- **CHALLENGE A**
According to the text on making an office more eco-friendly, what two benefits do the practical actions in the energy consumption section provide?
- **CHALLENGE B**
Resume the text on making an office more eco-friendly, starting after its last sentence.

- **TEXT SHOWN**
You do what you can for the environment at home – conserving water, recycling, composting your waste when possible – but what about at the office?  Many offices don’t even offer recycling bins, and if you’re in an older office building, there likely aren’t a lot of energy-saving features either. However, there are still things that you can do to make your office more eco-friendly and socially responsible. Depending on your role at work, you may not be able to implement all of these measures, but every little bit helps!

There are a number of options for making change in each area, so start off with the smaller, easiest changes, and try to ease your co-workers into new, more eco-friendly habits gradually. Over time, you can perhaps implement some larger and more impactful changes to your office environment.

1. Reduce energy consumption by being smarter

The costs associated with energy use are some of the easiest to manage across the office environment, and they often have the potential to be reduced the most. What’s great is that the following practical actions not only reduce energy use which saves your company money, but they also reduce CO2 emissions.

  • Put up signs around the workplace to remind people to turn off devices when they are not using them, or better yet invest in a workplace device management system that can schedule the power on/off of all networked devices across a site.

[Items from a dataset]
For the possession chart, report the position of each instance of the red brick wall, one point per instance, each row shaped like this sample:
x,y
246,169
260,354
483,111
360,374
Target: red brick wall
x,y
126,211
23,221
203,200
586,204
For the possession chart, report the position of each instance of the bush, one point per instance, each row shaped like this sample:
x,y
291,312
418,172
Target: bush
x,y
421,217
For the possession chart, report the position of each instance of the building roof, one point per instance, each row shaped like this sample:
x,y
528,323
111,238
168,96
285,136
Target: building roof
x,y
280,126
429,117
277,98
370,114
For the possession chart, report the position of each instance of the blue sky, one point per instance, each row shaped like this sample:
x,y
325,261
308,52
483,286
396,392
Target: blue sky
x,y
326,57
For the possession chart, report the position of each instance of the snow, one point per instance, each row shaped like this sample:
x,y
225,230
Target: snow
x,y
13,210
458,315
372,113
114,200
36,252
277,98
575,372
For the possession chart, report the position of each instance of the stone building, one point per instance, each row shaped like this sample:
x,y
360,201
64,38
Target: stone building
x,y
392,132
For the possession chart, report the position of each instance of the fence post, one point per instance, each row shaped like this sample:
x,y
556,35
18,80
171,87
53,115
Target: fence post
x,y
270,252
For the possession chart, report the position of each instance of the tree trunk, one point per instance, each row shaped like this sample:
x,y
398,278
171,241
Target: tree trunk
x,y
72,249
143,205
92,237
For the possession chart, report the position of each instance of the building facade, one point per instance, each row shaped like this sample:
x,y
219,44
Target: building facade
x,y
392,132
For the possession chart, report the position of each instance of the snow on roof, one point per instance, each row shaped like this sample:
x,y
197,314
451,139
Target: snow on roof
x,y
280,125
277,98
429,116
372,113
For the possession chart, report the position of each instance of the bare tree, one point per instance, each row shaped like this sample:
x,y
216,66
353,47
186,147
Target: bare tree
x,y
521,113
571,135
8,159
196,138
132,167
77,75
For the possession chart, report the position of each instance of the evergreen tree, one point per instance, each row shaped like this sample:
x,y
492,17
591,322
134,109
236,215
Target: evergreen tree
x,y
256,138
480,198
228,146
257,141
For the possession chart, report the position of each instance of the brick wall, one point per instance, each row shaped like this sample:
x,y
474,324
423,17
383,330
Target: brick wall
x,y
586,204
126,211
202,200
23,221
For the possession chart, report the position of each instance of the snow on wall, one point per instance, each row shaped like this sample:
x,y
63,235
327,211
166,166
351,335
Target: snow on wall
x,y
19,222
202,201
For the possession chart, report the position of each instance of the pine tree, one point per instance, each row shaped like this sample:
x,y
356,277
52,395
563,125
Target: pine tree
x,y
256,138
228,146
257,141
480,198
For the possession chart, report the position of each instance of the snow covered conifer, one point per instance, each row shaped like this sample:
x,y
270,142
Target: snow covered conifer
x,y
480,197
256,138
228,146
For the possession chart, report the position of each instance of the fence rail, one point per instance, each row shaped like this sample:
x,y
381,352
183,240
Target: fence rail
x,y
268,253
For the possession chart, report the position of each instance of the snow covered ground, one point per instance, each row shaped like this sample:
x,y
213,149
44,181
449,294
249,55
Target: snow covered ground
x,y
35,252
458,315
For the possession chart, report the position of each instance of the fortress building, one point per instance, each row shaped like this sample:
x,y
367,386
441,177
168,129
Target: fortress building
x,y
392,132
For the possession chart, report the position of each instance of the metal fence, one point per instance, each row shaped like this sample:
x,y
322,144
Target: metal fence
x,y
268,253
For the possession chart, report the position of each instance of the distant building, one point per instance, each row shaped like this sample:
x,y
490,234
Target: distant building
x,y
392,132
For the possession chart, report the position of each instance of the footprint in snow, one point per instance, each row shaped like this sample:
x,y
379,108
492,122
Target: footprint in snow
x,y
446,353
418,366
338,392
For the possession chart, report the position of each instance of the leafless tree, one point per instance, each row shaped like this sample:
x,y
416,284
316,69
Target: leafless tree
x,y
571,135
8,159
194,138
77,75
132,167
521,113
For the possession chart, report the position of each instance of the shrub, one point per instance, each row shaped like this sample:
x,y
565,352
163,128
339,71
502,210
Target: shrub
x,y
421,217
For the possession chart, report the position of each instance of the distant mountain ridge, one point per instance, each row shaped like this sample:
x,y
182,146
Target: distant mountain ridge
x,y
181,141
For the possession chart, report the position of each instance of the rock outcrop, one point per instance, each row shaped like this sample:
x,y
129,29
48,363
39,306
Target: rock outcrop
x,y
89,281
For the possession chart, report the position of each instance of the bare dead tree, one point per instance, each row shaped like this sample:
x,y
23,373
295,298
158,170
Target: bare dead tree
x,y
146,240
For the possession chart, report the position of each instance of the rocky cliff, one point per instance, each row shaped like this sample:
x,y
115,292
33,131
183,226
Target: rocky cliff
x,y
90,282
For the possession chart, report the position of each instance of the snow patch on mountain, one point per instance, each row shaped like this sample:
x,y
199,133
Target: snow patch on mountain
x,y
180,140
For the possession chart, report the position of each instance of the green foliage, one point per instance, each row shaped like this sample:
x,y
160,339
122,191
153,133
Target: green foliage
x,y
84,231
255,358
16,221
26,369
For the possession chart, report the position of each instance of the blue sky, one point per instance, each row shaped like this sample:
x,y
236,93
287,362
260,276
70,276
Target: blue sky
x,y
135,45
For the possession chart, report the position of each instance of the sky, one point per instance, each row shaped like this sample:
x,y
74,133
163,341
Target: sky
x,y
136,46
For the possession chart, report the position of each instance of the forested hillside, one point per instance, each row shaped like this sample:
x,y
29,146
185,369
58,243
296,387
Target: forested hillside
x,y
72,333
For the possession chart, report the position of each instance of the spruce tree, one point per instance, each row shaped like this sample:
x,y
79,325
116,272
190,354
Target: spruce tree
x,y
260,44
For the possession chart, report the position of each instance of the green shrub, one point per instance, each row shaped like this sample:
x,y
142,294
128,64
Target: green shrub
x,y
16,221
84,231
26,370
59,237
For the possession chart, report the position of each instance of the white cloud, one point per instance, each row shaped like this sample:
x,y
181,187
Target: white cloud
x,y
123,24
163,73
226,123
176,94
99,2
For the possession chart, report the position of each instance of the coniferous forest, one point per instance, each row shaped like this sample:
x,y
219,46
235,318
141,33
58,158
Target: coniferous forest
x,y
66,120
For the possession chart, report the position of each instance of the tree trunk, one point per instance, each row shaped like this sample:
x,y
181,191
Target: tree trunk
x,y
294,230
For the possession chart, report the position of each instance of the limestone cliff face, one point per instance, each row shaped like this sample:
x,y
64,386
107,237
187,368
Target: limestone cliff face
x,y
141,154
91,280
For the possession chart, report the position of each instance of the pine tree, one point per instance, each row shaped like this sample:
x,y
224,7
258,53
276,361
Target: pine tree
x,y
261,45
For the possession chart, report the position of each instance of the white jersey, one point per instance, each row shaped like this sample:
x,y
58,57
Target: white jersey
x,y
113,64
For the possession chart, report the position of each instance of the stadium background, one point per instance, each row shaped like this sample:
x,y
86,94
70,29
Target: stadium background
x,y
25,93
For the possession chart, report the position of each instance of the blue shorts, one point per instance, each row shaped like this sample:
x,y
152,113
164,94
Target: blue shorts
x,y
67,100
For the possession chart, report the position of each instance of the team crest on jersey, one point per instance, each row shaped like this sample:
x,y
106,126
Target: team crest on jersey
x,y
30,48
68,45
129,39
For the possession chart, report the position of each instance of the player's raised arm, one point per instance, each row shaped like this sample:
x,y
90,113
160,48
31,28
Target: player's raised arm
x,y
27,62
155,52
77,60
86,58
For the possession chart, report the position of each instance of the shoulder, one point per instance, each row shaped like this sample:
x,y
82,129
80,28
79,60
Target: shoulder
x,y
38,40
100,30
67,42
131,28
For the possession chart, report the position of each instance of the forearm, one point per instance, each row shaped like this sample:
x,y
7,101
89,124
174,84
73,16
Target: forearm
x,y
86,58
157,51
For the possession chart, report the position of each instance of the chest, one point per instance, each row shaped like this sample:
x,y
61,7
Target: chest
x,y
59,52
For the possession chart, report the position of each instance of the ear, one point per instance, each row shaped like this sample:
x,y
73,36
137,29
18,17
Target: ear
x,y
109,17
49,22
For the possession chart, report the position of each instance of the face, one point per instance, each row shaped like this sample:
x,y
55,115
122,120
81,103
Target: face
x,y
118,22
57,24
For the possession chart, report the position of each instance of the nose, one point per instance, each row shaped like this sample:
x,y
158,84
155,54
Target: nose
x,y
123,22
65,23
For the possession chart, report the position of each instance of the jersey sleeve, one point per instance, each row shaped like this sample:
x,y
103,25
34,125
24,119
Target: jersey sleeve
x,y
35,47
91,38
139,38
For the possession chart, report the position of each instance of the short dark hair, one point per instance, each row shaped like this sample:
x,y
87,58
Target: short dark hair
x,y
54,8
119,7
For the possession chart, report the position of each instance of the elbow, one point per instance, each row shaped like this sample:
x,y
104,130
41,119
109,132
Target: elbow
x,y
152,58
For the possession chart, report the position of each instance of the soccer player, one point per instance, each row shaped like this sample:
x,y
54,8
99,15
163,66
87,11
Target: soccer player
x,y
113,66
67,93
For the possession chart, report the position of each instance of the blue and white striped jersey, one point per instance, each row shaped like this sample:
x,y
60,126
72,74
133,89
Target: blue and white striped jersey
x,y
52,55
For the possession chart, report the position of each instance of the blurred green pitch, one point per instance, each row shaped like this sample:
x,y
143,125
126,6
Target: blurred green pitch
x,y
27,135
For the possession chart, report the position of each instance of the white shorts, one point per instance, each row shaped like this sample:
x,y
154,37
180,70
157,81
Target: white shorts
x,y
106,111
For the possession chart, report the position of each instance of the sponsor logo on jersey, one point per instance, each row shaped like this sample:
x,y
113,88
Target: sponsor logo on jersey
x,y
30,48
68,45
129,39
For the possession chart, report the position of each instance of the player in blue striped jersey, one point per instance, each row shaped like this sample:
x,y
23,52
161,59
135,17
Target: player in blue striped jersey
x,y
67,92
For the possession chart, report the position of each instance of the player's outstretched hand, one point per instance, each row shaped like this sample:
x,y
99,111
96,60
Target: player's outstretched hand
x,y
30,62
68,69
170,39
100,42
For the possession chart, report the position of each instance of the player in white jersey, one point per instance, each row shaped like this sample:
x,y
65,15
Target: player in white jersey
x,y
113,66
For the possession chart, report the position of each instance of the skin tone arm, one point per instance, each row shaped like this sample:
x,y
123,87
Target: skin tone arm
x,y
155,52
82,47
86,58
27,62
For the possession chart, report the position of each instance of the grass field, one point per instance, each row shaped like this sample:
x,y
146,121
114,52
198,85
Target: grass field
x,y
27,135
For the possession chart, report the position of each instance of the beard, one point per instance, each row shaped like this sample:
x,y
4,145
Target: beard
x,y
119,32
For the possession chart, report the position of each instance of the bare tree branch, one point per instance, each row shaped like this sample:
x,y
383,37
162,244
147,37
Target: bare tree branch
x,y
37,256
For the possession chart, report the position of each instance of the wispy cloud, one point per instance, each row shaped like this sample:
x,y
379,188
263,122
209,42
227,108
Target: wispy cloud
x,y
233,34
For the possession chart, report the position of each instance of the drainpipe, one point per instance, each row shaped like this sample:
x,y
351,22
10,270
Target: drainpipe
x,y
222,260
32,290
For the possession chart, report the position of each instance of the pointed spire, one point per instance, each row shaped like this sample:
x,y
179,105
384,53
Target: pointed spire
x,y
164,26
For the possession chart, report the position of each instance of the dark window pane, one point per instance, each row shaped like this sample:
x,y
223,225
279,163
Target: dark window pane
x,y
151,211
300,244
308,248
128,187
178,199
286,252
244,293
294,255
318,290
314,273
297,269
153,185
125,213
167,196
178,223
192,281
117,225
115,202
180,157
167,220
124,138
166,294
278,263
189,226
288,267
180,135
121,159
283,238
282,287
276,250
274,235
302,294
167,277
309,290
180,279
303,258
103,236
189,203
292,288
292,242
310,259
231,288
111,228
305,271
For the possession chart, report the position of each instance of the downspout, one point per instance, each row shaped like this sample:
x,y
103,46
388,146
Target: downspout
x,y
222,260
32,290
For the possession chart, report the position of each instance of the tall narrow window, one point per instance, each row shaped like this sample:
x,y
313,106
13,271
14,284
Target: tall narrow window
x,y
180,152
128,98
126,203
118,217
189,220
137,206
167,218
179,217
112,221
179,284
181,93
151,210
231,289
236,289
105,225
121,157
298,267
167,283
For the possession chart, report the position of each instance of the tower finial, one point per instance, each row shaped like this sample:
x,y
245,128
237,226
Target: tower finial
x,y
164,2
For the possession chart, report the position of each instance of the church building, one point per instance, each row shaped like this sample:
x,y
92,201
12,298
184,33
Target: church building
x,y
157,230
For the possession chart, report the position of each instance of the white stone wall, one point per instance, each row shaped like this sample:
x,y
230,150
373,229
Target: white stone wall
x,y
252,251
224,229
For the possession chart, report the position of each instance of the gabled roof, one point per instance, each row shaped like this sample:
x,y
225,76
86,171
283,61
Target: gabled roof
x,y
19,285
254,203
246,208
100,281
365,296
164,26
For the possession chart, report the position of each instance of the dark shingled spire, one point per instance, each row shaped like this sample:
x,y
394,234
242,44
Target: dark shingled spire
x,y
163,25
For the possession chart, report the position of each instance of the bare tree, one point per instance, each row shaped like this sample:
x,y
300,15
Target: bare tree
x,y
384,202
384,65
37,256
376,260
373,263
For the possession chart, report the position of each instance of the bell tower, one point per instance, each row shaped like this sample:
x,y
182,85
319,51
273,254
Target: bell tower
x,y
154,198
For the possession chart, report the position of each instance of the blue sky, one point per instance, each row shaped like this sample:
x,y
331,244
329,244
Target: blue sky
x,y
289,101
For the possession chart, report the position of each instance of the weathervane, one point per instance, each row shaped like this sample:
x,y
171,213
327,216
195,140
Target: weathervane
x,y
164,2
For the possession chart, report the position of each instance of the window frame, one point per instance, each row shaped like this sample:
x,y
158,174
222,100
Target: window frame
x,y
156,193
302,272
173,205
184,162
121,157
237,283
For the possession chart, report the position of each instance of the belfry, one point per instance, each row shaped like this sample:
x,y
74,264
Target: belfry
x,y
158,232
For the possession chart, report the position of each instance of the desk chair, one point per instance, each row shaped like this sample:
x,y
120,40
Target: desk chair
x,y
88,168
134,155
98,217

- **TASK RESULT A**
The actions reduce energy use, which saves the company money, and they also reduce CO2 emissions.

- **TASK RESULT B**
  • When procuring office technology and appliances make sure to invest in products that are more energy efficient, such as Energy Star appliances…
  • Small behavioral changes such as printing fewer documents, or using the stairs instead of the elevator can also make a difference (and help you stay in good shape!).

2.  Reduce your company’s carbon footprint

Being able to track your CO2 emissions is a key part of calculating your carbon footprint and measuring the environmental impact of your business. The challenge is getting clear data and finding out where your emissions are coming from.

Procurement and supply chain activity is often the major source of most of a company’s carbon emissions. For instance, the use of non-local suppliers, fuel-inefficient transport, cheap products, and more.

Try some of the steps below to help reduce your company’s carbon footprint.

  • Start by finding out what your workplace’s footprint is and determine what contributes most towards it. There are easy to use websites where you can check your carbon footprint, such as the aptly named carbonfootprint.com.
  • Consider powering your workplace by non-carbon means, like biomass plants that can be sourced locally and fueled organically, or renewable methods like solar panels.
  • Adopt sustainable procurement processes. For instance, support local vendors and work with suppliers that have certifications representing their positive social impact.
  • Support employees who ride bicycles. Put a bike rack in the VIP parking position or buy a few bicycles that employees can loan to commute with for a few days at a time. If there is space, consider adding an employee shower room and lockers as additional incentive for cyclists and acceptance by fellow office workers.

3. Reduce office waste

Improving the management of waste streams across your workplace is actually quite simple. Here are a few tactics that your company can implement which will help reduce the environmental impact of your business and make your office more eco-friendly.

  • Reduce waste by putting in place recycling and reuse initiatives, such as clearly identifiable rubbish bins.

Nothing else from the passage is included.